Over the last eight years, in addition to the agreements struck with suppliers by groups of companies with similar supplier needs, the NCPO has developed more than 25 'Plug and Play' procurement programmes that can be made immediately available to companies as they join the portfolio.
As an example of the immediate value creation this can generate, a mid-sized healthcare company saved over €400,000 – including €100,000 in annual IT hardware costs, and €150,000 in software and discounts on hotels – in the first four months through the NCPO.
This is made possible by the structured arrangements that have been developed over the years.
“Every company Nordic Capital backs has a value creation plan, which includes improvements to procurement,” says Kickham. “The ambition is to meet all CEOs and CFOs in the first few weeks of the investment to discuss where the company could benefit from the NCPO.”
In addition, under the ‘Plug and Play’ programme, suppliers have dedicated account managers who are trained in dealing with NCPO members. “That way, the process is simplified and new portfolio companies don’t have to go through the basics, but can move straight to discussing individual requirements,” he adds.
Nordic Capital’s five top tips on creating value through procurement
Active and engaged owners really make a difference. Supporting and questioning the development helps to engage executive teams.
Behaviours really matter. People and teams should feel better after any initiative than they did before. This includes celebrating when you find and address poor pricing or poor suppliers because this will create most value when implementing the initiatives. Even if you need to be hard on an issue, you need to be considerate of the people working with it.

PROBLEM DETAILS —
Write the next part of the passage on procurement at Nordic Capital, starting after its last sentence.

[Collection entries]
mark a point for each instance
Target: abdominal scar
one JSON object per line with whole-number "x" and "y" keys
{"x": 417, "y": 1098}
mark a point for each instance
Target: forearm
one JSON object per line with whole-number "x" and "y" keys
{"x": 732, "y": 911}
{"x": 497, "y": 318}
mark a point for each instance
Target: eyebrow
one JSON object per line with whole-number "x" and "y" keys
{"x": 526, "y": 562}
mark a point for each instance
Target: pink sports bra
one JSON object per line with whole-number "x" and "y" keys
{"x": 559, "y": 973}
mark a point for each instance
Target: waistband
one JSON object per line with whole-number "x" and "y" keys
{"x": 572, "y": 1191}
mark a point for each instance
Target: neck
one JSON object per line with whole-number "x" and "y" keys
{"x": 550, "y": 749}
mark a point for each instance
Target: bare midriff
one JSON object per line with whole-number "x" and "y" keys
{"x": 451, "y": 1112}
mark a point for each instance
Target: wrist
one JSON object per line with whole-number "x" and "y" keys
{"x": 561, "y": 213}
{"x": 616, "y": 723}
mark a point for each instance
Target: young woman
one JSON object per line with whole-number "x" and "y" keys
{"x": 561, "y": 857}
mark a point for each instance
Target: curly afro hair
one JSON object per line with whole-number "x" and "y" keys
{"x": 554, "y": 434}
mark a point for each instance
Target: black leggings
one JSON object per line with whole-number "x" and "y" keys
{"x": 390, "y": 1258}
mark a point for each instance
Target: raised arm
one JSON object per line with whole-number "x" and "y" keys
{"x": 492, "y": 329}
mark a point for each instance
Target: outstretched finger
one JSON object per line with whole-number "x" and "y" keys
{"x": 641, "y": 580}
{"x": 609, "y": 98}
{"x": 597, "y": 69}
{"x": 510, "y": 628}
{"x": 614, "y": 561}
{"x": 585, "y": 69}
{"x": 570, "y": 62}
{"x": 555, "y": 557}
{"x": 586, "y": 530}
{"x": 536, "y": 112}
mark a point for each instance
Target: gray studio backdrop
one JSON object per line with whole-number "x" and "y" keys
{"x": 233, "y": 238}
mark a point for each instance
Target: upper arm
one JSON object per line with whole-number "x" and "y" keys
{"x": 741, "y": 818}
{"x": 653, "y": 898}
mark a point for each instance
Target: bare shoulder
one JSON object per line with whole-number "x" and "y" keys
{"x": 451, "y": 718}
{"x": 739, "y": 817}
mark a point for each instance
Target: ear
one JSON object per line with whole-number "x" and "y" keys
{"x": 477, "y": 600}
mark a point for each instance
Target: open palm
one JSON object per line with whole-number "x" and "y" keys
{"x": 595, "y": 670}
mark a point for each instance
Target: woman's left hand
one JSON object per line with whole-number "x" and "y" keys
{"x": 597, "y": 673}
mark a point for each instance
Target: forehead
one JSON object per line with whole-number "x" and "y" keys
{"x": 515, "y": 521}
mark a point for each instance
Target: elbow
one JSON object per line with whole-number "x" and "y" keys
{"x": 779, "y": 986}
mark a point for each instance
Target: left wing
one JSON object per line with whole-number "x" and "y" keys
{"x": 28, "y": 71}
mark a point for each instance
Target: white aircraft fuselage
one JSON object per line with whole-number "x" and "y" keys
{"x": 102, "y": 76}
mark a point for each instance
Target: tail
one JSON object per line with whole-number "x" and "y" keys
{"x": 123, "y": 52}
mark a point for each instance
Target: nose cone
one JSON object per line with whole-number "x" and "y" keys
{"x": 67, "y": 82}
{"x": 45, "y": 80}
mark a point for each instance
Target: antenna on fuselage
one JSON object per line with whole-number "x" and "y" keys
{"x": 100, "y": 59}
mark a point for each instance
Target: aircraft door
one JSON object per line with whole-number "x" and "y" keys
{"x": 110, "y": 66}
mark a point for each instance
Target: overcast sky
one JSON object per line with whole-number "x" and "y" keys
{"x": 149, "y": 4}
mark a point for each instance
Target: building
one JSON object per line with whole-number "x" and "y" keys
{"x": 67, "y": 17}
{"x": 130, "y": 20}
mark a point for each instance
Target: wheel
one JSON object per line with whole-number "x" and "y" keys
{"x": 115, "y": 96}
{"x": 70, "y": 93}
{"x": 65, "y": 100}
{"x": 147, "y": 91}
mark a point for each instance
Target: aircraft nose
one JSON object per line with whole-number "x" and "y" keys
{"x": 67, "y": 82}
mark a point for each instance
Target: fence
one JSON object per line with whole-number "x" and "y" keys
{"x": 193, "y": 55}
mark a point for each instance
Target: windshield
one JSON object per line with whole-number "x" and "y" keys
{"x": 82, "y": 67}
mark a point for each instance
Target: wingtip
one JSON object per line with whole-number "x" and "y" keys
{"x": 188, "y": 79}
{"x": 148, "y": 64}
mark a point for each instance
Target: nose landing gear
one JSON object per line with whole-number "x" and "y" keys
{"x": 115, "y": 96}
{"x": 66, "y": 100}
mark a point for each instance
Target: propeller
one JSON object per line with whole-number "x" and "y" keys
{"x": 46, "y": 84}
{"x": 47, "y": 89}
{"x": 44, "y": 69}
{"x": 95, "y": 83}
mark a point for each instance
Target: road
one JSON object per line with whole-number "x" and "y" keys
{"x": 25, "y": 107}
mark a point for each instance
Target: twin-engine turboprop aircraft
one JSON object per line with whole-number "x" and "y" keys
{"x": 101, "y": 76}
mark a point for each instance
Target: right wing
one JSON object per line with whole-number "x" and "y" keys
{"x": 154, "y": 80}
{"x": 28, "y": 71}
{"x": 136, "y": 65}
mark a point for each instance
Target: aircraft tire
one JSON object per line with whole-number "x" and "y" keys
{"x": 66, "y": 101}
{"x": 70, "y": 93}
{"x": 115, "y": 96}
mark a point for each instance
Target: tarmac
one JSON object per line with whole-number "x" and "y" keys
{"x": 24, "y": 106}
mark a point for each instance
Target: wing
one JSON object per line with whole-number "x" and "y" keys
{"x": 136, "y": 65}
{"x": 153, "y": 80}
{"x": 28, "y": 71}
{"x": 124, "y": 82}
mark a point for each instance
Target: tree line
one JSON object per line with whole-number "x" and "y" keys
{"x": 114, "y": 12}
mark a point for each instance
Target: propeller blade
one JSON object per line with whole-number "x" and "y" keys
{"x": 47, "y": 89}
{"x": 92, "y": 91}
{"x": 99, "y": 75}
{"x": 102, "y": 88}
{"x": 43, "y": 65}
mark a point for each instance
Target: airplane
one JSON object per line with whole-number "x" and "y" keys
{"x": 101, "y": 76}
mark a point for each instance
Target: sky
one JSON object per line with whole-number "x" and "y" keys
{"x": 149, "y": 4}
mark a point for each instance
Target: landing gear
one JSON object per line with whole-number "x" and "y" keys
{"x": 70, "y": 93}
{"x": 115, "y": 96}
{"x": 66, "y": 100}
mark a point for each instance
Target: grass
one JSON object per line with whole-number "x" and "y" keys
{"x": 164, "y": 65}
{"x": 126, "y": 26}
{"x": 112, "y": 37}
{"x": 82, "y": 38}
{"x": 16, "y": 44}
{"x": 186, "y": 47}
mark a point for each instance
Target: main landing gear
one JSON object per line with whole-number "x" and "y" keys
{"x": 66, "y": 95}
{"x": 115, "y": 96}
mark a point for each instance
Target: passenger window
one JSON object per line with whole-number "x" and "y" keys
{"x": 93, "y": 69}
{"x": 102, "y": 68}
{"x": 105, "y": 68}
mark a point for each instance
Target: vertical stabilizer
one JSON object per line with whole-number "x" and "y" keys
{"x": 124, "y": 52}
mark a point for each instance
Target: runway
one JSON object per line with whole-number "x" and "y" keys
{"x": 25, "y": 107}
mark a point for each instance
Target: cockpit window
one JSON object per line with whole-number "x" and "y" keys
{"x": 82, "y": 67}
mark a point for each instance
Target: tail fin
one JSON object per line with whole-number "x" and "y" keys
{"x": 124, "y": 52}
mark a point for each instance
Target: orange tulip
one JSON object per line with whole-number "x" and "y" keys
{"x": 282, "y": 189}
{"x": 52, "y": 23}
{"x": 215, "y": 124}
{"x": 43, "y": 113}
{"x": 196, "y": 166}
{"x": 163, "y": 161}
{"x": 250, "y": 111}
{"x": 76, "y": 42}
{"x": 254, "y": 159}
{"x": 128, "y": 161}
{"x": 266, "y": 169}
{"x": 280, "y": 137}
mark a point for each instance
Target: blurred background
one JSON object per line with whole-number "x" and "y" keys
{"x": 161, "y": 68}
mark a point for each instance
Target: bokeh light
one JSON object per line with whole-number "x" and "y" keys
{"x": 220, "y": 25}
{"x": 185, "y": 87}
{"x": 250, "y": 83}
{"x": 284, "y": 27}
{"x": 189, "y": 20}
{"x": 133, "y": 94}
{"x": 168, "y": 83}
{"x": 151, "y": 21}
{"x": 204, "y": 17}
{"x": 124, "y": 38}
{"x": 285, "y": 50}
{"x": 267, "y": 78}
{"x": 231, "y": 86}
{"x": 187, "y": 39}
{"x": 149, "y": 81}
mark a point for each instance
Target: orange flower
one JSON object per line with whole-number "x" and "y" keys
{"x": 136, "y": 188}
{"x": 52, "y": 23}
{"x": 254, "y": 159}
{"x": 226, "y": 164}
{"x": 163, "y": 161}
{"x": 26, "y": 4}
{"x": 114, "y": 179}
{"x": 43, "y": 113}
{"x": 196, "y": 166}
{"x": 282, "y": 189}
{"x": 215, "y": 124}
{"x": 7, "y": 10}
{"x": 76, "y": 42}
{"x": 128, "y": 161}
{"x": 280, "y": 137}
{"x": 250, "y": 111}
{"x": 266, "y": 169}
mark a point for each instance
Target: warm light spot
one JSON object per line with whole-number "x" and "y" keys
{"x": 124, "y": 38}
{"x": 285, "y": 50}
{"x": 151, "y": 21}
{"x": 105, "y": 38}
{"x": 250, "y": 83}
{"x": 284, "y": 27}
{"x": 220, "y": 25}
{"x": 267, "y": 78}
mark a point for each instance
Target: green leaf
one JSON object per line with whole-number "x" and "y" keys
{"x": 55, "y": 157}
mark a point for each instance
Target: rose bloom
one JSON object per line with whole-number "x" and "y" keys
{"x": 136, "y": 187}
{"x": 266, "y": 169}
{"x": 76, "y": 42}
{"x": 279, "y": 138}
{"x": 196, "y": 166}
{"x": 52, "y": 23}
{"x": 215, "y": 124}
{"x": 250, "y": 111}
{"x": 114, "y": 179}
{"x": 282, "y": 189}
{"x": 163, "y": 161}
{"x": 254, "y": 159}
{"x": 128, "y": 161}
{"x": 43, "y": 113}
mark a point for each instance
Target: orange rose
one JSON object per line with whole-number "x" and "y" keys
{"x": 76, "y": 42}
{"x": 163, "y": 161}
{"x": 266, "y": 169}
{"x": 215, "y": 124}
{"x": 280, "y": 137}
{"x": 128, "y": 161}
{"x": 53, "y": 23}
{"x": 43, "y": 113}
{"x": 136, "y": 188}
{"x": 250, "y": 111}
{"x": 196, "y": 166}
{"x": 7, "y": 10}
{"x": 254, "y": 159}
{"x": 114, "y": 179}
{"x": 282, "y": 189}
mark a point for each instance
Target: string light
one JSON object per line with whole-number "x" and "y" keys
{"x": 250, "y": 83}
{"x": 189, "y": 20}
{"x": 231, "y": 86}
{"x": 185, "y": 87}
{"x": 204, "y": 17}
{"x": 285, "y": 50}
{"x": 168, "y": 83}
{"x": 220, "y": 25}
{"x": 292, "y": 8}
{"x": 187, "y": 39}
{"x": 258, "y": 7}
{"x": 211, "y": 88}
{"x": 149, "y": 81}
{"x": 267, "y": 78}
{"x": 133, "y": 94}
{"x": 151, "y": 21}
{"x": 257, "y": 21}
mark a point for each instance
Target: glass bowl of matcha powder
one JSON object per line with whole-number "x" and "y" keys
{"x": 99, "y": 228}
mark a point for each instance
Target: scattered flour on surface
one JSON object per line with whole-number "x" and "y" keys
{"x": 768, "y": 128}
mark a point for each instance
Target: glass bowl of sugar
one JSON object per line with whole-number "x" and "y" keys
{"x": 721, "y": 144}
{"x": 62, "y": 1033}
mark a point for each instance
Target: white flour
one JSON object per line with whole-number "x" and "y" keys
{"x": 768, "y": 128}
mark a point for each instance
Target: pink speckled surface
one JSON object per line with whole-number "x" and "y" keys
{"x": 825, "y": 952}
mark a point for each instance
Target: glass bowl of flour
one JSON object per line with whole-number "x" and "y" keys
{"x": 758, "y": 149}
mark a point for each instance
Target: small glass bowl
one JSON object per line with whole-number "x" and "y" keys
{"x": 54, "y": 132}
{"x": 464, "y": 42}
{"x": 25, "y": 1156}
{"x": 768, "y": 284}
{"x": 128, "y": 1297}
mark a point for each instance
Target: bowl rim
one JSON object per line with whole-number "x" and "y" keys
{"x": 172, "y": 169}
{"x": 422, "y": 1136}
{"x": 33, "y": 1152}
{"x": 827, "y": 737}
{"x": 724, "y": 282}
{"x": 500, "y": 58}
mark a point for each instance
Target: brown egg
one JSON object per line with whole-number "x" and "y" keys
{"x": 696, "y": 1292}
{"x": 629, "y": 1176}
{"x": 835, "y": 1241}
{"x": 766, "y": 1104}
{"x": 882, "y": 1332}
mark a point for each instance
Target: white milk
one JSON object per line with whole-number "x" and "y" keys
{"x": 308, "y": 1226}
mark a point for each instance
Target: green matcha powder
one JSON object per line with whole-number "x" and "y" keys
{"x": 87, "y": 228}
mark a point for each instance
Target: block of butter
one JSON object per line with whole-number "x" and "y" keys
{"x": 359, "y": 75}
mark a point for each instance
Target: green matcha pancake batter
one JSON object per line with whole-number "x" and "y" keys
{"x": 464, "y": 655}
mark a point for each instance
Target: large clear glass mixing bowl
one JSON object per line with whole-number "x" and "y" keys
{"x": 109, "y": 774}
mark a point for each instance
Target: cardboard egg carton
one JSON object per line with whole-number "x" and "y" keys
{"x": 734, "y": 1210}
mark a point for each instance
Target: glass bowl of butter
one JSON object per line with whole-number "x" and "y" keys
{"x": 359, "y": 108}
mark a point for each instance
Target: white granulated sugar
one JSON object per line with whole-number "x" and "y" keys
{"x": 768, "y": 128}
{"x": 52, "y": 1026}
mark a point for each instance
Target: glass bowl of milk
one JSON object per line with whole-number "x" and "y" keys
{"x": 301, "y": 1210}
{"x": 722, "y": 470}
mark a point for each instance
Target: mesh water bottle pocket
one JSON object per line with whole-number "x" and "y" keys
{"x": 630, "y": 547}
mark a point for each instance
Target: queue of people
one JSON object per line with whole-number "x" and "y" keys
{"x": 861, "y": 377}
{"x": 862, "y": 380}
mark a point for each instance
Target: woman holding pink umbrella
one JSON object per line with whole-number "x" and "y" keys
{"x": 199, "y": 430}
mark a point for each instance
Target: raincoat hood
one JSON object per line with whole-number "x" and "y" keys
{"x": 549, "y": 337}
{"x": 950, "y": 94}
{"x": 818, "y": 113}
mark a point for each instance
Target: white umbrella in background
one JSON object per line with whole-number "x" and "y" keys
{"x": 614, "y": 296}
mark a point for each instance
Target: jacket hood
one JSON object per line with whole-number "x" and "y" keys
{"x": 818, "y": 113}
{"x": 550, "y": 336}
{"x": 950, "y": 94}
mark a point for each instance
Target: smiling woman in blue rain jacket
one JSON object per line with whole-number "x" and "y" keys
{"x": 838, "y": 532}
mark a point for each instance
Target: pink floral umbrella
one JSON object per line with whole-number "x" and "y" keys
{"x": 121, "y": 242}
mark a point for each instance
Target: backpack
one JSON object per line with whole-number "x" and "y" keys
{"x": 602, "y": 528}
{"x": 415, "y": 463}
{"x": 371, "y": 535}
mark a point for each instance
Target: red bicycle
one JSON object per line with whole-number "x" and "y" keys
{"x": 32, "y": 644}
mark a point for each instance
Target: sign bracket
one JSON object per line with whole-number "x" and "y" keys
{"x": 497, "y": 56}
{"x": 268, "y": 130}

ANSWER FOR THE TASK —
Portfolio companies need to have skin in the game. Portfolio companies need to either fund initiatives or provide resources to support the initiative. If the support is provided [by the owners] for free then there may not be commitment in the portfolio company to deliver any result.
Focus on a clear, structured and understood process. The process and rules of engagement need to be fully communicated, understood and restated at the start of any initiative. It takes a rigorous and structured process to engage across multiple portfolio companies from different sectors, geographies and cultures.
Always have reputation at the forefront of your mind Always think of reputation when making a decision. Reputation creates credibility and value over the long term.
One issue that many private equity firms may question is what happens when they sell a portfolio company. This has the potential to remove some of the attraction for suppliers given loss of volume. Yet the NCPO has an answer to this.
Some portfolio companies remain with the NCPO after exit, while others remain with the programme until each of its agreements end, particularly where a business is acquired by one of Nordic Capital’s competitors.
“Clearly there are occasional instances where companies need to exit the scheme more quickly than this,” says Kickham. “Yet we have built longstanding relationships with suppliers and they know that even if a company leaves, others will join as Nordic Capital makes new investments.”
The other issue some might raise is that savings become harder to obtain as efficiencies have already been generated. Yet even in categories that have been part of the NCPO for some years now, portfolio companies are continuing to make savings.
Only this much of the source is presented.